→ **Directions for this task**: Please reproduce the material below, substituting "mark" for each occurrence of "tag" and leaving everything else as it is.

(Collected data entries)
_ _ _ _ _
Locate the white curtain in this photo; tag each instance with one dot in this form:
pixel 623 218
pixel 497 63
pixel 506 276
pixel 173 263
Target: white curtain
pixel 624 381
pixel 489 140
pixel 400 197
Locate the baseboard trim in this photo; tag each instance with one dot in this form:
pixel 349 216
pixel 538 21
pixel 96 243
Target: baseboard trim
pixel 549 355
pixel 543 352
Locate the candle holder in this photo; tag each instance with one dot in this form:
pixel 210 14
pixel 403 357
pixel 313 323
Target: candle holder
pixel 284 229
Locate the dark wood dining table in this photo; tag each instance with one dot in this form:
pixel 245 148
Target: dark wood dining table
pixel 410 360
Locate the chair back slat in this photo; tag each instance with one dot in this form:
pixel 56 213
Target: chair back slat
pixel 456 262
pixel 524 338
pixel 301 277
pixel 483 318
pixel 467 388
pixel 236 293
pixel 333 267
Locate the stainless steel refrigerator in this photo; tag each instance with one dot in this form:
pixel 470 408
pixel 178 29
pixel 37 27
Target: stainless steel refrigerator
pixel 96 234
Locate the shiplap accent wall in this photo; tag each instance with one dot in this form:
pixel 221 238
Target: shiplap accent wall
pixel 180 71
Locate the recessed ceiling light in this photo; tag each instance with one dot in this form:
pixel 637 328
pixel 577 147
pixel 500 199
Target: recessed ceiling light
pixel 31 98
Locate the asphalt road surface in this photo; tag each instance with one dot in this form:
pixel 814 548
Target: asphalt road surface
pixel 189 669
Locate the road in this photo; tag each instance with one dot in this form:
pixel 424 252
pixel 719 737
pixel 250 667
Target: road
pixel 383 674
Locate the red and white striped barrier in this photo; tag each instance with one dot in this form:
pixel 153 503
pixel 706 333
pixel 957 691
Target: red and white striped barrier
_ _ _ _ _
→ **Result**:
Locate the white curtain in this photo; mark each instance with one dot in this form:
pixel 623 218
pixel 497 63
pixel 506 276
pixel 173 263
Target: white curtain
pixel 624 381
pixel 489 140
pixel 400 197
Locate the baseboard trim in this photo; mark each instance with one dot in this form:
pixel 349 216
pixel 538 21
pixel 96 243
Target: baseboard trim
pixel 549 355
pixel 543 352
Locate the candle holder in this photo; mark each instance with one dot in this form:
pixel 210 14
pixel 403 357
pixel 313 323
Target: candle holder
pixel 284 229
Locate the dark wood dining table in this photo; mark each instance with one dot in this form:
pixel 245 148
Target: dark wood dining table
pixel 410 360
Locate the chair back slat in this photo; mark each instance with one dot in this form:
pixel 56 213
Target: chair back slat
pixel 456 262
pixel 524 338
pixel 301 277
pixel 483 318
pixel 467 388
pixel 236 293
pixel 333 267
Locate the stainless steel refrigerator in this photo; mark each instance with one dot in this form:
pixel 470 408
pixel 178 29
pixel 37 27
Target: stainless steel refrigerator
pixel 96 234
Locate the shiplap accent wall in this photo; mark each instance with one dot in this form:
pixel 221 238
Target: shiplap accent wall
pixel 180 71
Locate the recessed ceiling light in this photo; mark each instance with one dot in this form:
pixel 637 328
pixel 577 147
pixel 500 199
Target: recessed ceiling light
pixel 31 98
Locate the asphalt road surface in this photo; mark each instance with one dot in this form:
pixel 814 548
Target: asphalt road surface
pixel 189 669
Locate the road in this photo; mark each instance with one dot in this form:
pixel 424 252
pixel 719 737
pixel 250 667
Target: road
pixel 383 674
Locate the red and white striped barrier in this photo; mark each instance with one dot in this form:
pixel 153 503
pixel 706 333
pixel 957 691
Target: red and white striped barrier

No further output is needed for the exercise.